[Task goal]:
Write every entry out again, exactly as given.

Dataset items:
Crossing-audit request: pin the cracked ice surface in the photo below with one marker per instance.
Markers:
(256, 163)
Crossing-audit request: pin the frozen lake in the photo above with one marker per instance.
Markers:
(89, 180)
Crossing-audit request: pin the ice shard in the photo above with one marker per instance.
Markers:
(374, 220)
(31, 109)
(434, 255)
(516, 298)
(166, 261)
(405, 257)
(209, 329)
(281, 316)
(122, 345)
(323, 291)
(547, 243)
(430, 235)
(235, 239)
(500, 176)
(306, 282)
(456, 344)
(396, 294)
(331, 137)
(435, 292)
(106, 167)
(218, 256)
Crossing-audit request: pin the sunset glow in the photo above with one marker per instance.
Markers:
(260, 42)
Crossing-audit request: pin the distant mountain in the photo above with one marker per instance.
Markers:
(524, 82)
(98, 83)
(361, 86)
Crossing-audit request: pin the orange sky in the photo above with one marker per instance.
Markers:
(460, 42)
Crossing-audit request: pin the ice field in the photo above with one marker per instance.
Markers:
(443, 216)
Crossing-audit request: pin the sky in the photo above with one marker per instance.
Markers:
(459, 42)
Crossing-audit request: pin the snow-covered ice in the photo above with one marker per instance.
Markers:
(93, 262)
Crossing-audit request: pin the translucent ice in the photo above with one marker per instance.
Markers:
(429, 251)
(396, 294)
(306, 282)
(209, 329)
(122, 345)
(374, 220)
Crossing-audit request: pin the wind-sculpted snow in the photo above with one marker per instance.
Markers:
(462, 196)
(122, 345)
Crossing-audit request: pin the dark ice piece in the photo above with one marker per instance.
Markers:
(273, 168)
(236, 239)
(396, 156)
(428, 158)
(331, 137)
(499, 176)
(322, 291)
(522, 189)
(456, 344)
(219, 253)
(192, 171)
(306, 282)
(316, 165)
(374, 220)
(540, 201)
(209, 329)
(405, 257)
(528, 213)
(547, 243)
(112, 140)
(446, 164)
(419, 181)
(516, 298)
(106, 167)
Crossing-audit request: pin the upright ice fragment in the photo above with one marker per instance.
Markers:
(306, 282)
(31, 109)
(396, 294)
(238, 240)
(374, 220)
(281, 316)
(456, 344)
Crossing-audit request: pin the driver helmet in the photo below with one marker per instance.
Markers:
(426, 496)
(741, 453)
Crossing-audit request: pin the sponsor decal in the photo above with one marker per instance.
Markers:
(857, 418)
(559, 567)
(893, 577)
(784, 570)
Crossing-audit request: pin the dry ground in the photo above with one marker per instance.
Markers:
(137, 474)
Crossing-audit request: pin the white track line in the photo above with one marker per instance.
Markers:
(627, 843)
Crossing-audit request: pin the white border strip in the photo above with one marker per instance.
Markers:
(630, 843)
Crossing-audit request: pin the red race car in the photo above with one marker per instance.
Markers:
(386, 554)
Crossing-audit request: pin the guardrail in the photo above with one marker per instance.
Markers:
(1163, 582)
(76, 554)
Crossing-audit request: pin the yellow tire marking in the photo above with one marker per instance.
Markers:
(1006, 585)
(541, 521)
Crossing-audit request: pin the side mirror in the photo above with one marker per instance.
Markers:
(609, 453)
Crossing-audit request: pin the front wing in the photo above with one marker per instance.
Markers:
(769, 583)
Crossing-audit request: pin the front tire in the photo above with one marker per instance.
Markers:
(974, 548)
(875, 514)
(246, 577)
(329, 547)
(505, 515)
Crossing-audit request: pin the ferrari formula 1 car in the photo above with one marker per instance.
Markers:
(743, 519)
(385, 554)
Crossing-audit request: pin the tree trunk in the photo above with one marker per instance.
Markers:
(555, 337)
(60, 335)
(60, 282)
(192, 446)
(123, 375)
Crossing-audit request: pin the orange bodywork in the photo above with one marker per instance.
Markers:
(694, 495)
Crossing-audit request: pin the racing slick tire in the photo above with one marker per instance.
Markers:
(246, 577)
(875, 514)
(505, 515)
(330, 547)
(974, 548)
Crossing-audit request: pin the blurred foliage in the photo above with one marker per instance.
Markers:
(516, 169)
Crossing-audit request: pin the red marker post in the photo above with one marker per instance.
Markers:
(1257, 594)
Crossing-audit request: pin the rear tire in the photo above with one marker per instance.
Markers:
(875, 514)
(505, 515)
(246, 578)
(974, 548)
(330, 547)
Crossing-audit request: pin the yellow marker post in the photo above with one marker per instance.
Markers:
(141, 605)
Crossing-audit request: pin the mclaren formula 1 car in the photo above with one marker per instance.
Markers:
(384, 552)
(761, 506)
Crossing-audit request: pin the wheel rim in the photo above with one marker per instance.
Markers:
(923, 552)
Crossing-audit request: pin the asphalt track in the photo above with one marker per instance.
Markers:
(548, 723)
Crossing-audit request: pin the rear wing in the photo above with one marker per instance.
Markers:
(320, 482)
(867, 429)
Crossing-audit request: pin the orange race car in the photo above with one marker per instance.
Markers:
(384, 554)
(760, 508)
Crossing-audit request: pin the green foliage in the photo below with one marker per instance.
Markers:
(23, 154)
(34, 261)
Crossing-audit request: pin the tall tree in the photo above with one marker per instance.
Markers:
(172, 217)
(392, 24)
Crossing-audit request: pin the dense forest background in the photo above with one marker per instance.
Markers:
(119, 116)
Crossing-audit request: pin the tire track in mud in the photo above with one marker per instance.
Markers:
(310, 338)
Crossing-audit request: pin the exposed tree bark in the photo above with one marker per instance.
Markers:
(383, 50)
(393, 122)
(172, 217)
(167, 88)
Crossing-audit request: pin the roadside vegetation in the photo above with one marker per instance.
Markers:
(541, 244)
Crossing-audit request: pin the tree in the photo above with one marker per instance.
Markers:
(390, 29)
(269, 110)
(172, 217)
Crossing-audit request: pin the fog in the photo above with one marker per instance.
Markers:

[Answer]:
Crossing-audit request: pin the cracked ice surface in the photo below with one marker per instance.
Markers:
(256, 163)
Crossing-audit request: pin the frozen lake in the photo above with one marker per instance.
Markers:
(89, 180)
Crossing-audit request: pin the ice shard in the photo above with one marker per instance.
Markers:
(374, 220)
(31, 109)
(434, 255)
(516, 298)
(166, 261)
(405, 257)
(209, 329)
(281, 316)
(122, 345)
(323, 291)
(547, 243)
(430, 235)
(235, 239)
(500, 176)
(306, 282)
(456, 344)
(396, 294)
(331, 137)
(435, 292)
(106, 167)
(218, 256)
Crossing-audit request: pin the sunset glow in the photo above with one marker per instance.
Markers:
(260, 42)
Crossing-audit request: pin the distant mountain in the photo above with one marker per instance.
Markers:
(524, 82)
(98, 83)
(361, 86)
Crossing-audit request: pin the orange sky in the photo above with one marker per instance.
Markers:
(460, 42)
Crossing-audit request: pin the ice field in the photo above with one marker per instance.
Markers:
(443, 216)
Crossing-audit request: pin the sky in the photo above with one marker per instance.
Markers:
(459, 42)
Crossing-audit request: pin the snow-covered ice in the photo above with one marker per instance.
Markers:
(93, 262)
Crossing-audit request: pin the translucent ice in the photo above with one marker per instance.
Markers:
(429, 251)
(396, 294)
(306, 282)
(209, 329)
(122, 345)
(374, 220)
Crossing-audit request: pin the wind-sculpted snow in the photo above with one marker per instance.
Markers:
(462, 196)
(122, 345)
Crossing-audit request: pin the dark ice piece in the photo above with one marker per instance.
Markers:
(273, 168)
(236, 239)
(396, 156)
(428, 158)
(331, 137)
(499, 176)
(322, 291)
(522, 189)
(456, 344)
(219, 253)
(192, 171)
(306, 282)
(316, 165)
(374, 220)
(540, 201)
(209, 329)
(405, 257)
(528, 213)
(547, 243)
(112, 140)
(446, 164)
(419, 181)
(516, 298)
(106, 167)
Crossing-audit request: pin the upright ice fragment in the photo above with one marker per instance.
Markers:
(306, 282)
(31, 109)
(396, 294)
(238, 240)
(374, 220)
(281, 316)
(456, 344)
Crossing-audit request: pin the driver helmet in the photo below with one marker per instance.
Markers:
(426, 496)
(741, 453)
Crossing-audit request: pin the sponsor decal in the photo above with one marker per instance.
Markers:
(857, 418)
(559, 567)
(893, 577)
(784, 570)
Crossing-audit request: pin the dry ground in the photo above with one marker per instance.
Markers:
(137, 474)
Crossing-audit request: pin the white track line in the photo above with one marker per instance.
Markers:
(627, 843)
Crossing-audit request: pin the white border strip in the photo above with one marker per instance.
Markers:
(630, 843)
Crossing-audit request: pin the red race car in the photo above with one marker per instance.
Markers:
(386, 554)
Crossing-audit request: pin the guardrail in the photo above with one marker per instance.
Markers:
(1163, 582)
(76, 554)
Crossing-audit request: pin the yellow tire marking in the photo above with one marker per instance.
Markers:
(1006, 585)
(541, 521)
Crossing-audit request: pin the side mirror in the photo above with one marker per instance.
Markers:
(609, 453)
Crossing-audit request: pin the front wing in the photo above with one marker per instance.
Markers:
(769, 583)
Crossing-audit request: pin the front tire in the photo above with one marker per instance.
Markers:
(974, 548)
(875, 514)
(246, 577)
(329, 547)
(505, 515)
Crossing-audit request: pin the ferrari formula 1 car in the photo above with one marker per instance.
Markers:
(743, 519)
(385, 554)
Crossing-audit request: pin the tree trunk in the photo above with one marker per instance.
Markers:
(555, 337)
(60, 335)
(60, 282)
(192, 446)
(123, 375)
Crossing-audit request: pin the orange bodywork in the photo above with one marker per instance.
Markers:
(694, 495)
Crossing-audit request: pin the racing slick tire in the photo above with one marker per instance.
Markers:
(246, 577)
(875, 514)
(505, 515)
(330, 547)
(974, 548)
Crossing-audit request: pin the blurred foliage in the photo above with one marker per instance.
Markers:
(516, 169)
Crossing-audit request: pin the red marker post in the photo above with one marker per instance.
Markers:
(1257, 594)
Crossing-audit request: pin the rear tire in the photo above with one marker per instance.
Markers:
(875, 514)
(505, 515)
(246, 578)
(974, 548)
(330, 547)
Crossing-audit request: pin the yellow marker post in the photo above with one marker per instance.
Markers:
(141, 605)
Crossing-audit request: pin the mclaren formula 1 car in the photo above with one marker per instance.
Markers:
(384, 552)
(761, 506)
Crossing-audit request: pin the wheel rim in the photo above with one marker per instance.
Markers:
(923, 552)
Crossing-audit request: pin the asphalt track in the photo above with one marker per instance.
Markers:
(548, 723)
Crossing-audit request: pin the rear wing in the photo above with one marker per instance.
Markers:
(320, 482)
(867, 429)
Crossing-audit request: pin the orange race car in the photo above with one marker per instance.
Markers:
(384, 554)
(760, 508)
Crossing-audit request: pin the green foliage in the photo below with one marker per instance.
Markers:
(23, 154)
(34, 261)
Crossing-audit request: pin the tall tree in the photo above with one marker per instance.
Markers:
(172, 217)
(392, 24)
Crossing-audit request: pin the dense forest background in the photo above with one marker per instance.
Markers:
(119, 116)
Crossing-audit request: pin the tire track in mud in the photo above with one marker per instance.
Markers:
(310, 338)
Crossing-audit request: pin the exposed tree bark in the photo above with one marker per instance.
Markers:
(383, 50)
(393, 122)
(172, 217)
(167, 88)
Crossing-audit request: pin the roadside vegetation in the photo above with one marker per instance.
Markers:
(541, 244)
Crossing-audit request: pin the tree in the photo above with one marker per instance.
Markers:
(390, 29)
(269, 110)
(172, 217)
Crossing-audit request: pin the fog in the photo above with one marker per instance.
Markers:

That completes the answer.